GIVEN PROBLEM: Write out, word for word, the lines of the items below, starting at the line with "of the thin" and continuing through the end of the items.

Data drawn from a collection
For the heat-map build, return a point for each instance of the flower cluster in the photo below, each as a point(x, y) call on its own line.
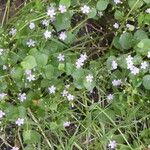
point(81, 60)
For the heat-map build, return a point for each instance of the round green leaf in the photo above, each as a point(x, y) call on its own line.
point(67, 3)
point(102, 4)
point(119, 15)
point(29, 63)
point(92, 13)
point(143, 46)
point(146, 82)
point(126, 40)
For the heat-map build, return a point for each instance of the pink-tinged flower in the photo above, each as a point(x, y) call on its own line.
point(52, 89)
point(51, 12)
point(70, 97)
point(15, 148)
point(85, 9)
point(20, 121)
point(61, 57)
point(62, 8)
point(62, 36)
point(1, 114)
point(89, 78)
point(112, 144)
point(22, 97)
point(67, 124)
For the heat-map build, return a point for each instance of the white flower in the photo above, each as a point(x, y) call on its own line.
point(100, 14)
point(64, 93)
point(81, 60)
point(32, 25)
point(112, 144)
point(129, 58)
point(45, 22)
point(117, 1)
point(52, 89)
point(15, 148)
point(22, 97)
point(51, 12)
point(30, 43)
point(148, 55)
point(30, 77)
point(61, 57)
point(47, 34)
point(20, 121)
point(129, 61)
point(70, 97)
point(89, 78)
point(2, 95)
point(148, 10)
point(83, 57)
point(114, 65)
point(85, 9)
point(4, 67)
point(1, 51)
point(12, 31)
point(144, 65)
point(62, 36)
point(67, 124)
point(110, 97)
point(1, 114)
point(67, 86)
point(116, 82)
point(116, 25)
point(62, 8)
point(135, 70)
point(28, 72)
point(79, 63)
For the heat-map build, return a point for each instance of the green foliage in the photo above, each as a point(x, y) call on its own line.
point(29, 62)
point(82, 84)
point(102, 4)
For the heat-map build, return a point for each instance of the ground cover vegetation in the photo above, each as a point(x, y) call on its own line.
point(75, 75)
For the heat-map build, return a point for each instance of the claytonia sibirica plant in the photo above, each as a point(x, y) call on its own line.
point(15, 148)
point(75, 75)
point(85, 9)
point(20, 121)
point(112, 144)
point(1, 114)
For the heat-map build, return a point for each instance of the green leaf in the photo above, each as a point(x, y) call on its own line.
point(147, 1)
point(119, 15)
point(17, 73)
point(69, 68)
point(132, 3)
point(126, 40)
point(49, 72)
point(102, 4)
point(92, 13)
point(146, 82)
point(29, 63)
point(143, 46)
point(140, 35)
point(41, 59)
point(67, 3)
point(31, 136)
point(89, 85)
point(63, 21)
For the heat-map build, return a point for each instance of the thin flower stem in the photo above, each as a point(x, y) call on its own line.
point(38, 125)
point(20, 140)
point(126, 18)
point(117, 128)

WRITTEN RESPONSE:
For the heat-map build, return a point for each instance of the thin flower stem in the photo above, each as a point(x, y) call on its own line.
point(38, 125)
point(20, 140)
point(126, 18)
point(117, 128)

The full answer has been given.